_ACTIVITY 1_.
Please list every eye problem that the sun-safety text says protecting your eyes from UV rays may reduce risks for.
_ACTIVITY 2_.
Write the next part of the sun-safety text, starting after its final sentence.

_SOURCE EXTRACT_.
= = = =
The following article is a great review of these concerns.
Use sunglasses that block 100 percent of UV-A and UV-B rays. By protecting your eyes from the sun’s ultraviolet (UV) rays with sunglasses, you can reduce risks for some minor or serious eye problems. UV damage adds up over time, so the sooner you begin protecting your eyes, the better, even if you’re in your teens or early adult years. Doing so may reduce risks for pterygium (a benign growth), cataract, age-related macular degeneration and uveal cancer (similar to skin cancer). Also make sure children and older family members are protected.
Keep these additional tips in mind, especially during summer or during water or snow sports, since these conditions intensify light reflection into the eyes. Light is also more intense at higher altitudes.
- Wear a hat with a broad brim, in addition to sunglasses.
- Don’t be fooled by clouds: The sun’s rays can pass through haze and thin clouds. Sun damage to eyes can occur anytime during the year, not just in the summertime.
= = = =
[Stored data entries]

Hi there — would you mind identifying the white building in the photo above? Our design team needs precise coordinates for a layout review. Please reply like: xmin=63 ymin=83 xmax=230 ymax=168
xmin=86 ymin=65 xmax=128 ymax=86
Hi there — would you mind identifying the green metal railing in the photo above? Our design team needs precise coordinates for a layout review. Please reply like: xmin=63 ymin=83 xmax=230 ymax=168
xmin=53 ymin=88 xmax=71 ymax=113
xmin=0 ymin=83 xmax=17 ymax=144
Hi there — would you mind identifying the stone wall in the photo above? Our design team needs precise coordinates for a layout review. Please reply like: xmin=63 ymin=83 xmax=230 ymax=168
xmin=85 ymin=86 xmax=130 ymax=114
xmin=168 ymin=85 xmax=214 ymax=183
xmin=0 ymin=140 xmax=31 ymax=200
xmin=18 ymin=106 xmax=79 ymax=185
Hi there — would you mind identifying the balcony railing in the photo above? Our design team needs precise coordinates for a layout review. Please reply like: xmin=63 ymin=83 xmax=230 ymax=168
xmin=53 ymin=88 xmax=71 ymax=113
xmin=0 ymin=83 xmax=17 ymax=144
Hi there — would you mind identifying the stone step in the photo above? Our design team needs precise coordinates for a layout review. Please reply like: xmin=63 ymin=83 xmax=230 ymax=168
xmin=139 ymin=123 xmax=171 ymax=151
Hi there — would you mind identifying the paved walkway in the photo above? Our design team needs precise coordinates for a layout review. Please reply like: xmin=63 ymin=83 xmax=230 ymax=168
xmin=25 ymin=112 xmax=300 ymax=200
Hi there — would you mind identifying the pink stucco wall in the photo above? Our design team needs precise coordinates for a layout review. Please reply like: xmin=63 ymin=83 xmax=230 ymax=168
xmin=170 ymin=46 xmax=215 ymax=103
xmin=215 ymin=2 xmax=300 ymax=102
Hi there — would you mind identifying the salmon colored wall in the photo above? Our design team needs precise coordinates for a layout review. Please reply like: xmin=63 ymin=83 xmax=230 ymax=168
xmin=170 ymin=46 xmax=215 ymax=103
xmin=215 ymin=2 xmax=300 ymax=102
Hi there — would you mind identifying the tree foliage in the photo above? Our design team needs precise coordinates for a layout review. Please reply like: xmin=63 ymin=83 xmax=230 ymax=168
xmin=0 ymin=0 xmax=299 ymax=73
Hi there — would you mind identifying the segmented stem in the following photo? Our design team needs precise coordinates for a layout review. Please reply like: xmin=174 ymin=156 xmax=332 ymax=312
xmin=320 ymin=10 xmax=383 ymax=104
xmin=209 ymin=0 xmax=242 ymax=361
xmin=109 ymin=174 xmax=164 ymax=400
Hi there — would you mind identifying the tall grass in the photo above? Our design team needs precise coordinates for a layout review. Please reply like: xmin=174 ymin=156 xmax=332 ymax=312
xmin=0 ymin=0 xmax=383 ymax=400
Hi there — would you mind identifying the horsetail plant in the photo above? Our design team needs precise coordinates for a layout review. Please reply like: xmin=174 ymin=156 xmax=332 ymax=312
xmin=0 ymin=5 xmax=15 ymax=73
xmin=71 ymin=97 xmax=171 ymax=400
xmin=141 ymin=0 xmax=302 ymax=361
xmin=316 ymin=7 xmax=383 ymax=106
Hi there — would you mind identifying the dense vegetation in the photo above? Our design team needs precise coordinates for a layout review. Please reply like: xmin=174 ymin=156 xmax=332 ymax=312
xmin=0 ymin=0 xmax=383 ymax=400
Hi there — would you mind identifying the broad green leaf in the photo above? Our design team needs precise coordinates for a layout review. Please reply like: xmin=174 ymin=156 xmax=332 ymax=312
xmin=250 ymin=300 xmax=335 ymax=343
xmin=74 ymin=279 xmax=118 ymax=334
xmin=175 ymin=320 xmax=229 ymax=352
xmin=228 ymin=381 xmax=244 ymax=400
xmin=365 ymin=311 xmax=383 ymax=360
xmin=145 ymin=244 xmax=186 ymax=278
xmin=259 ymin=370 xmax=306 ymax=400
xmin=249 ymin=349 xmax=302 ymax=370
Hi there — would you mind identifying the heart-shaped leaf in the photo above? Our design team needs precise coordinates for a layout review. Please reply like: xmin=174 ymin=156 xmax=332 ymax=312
= = = =
_ANSWER 1_.
Pterygium, cataract, age-related macular degeneration, uveal cancer

_ANSWER 2_.
- Take special care at peak sun times: It’s especially important to wear sunglasses between 10 a.m. and 2 p.m., when the sun’s UV rays are the strongest.
Skiing and UV Safety
A 2010 study of skiers’ UV safety showed that most people did not consistently protect themselves from the sun. Late winter and early spring were the periods when skiers are exposed to the highest levels of UV rays, and of the resorts studied in western North America, Mammoth Mountain in California had the highest UV rating.
Indoor Tanning and UV Safety
Doctors warn that indoor tanning can cause damage to your eyes just like the sun. Avoid the dangers of indoor tanning.